• _Task details_:
Reproduce every one of the following items word for word, keeping their order.
»»
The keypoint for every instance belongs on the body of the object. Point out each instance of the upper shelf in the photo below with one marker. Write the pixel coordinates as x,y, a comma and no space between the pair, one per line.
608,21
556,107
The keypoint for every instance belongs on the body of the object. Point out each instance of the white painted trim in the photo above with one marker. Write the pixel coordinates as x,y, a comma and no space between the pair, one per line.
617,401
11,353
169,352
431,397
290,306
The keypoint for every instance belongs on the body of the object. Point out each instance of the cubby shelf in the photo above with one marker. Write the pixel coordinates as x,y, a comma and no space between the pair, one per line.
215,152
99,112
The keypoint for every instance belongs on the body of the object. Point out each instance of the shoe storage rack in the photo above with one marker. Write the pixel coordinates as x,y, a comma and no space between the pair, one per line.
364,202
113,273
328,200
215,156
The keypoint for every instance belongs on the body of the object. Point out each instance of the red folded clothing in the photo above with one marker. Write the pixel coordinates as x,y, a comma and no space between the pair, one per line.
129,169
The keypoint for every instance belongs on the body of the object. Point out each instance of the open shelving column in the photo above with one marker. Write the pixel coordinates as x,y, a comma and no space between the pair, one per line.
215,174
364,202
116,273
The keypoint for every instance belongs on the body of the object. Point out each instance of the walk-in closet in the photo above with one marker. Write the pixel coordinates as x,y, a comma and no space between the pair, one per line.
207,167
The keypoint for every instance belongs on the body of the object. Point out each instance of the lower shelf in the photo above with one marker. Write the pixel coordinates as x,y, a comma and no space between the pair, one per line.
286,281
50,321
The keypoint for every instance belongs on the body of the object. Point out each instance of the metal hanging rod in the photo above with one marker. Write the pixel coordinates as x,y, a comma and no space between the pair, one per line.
««
• _Task output_:
The keypoint for every instance belongs on the body of the object. Point out each instance of the upper shelf in the photo below with one marker. Write the pixel coordinates as x,y, a comma and no space between the pair, one per line.
608,21
556,107
The keypoint for every instance belongs on the body of the object. Point out each instance of the white painted trim in the photo above with one marker. Write the pixel coordinates as x,y, a comma and no space between the pair, one per line.
617,401
11,353
169,352
431,397
290,306
The keypoint for every instance belongs on the body of the object. Point out each instance of the cubby shelf in the photo above with one marker. Write the pixel coordinates as x,y, a comma and no space between the pair, one per line.
215,152
99,112
The keypoint for every instance belongs on the body of the object. Point out each instance of the shoe storage rack in the photo above with one marker. Write the pixel coordinates as x,y, a comma and no space between the pair, one per line.
364,202
113,273
328,200
215,156
The keypoint for every instance belongs on the body of the object. Point out each instance of the red folded clothing in the photo above with one marker. Write the pixel coordinates as x,y, a comma and no space between the pair, one per line.
129,169
The keypoint for every instance belongs on the body of the object. Point out each instance of the open shelving column in the photo above with one marker. Write the pixel coordinates as x,y, a comma and no space between the pair, one per line.
215,174
364,202
116,273
The keypoint for every instance belongs on the body of the object. Point out each instance of the walk-in closet in the photo above with one marker. Write the pixel coordinates as x,y, a comma and no space between the pair, one per line.
207,167
The keypoint for every instance belongs on the body of the object. Point out each instance of the lower shelf in the photo above with one marker. Write the pixel coordinates as x,y, a comma and no space between the pair, one per line.
286,281
50,321
The keypoint for every instance belongs on the body of the object. Point out each instance of the metal hanging rod in the photo above with one marker. Write the pixel coordinates as x,y, a comma and no space between the pair, one per line.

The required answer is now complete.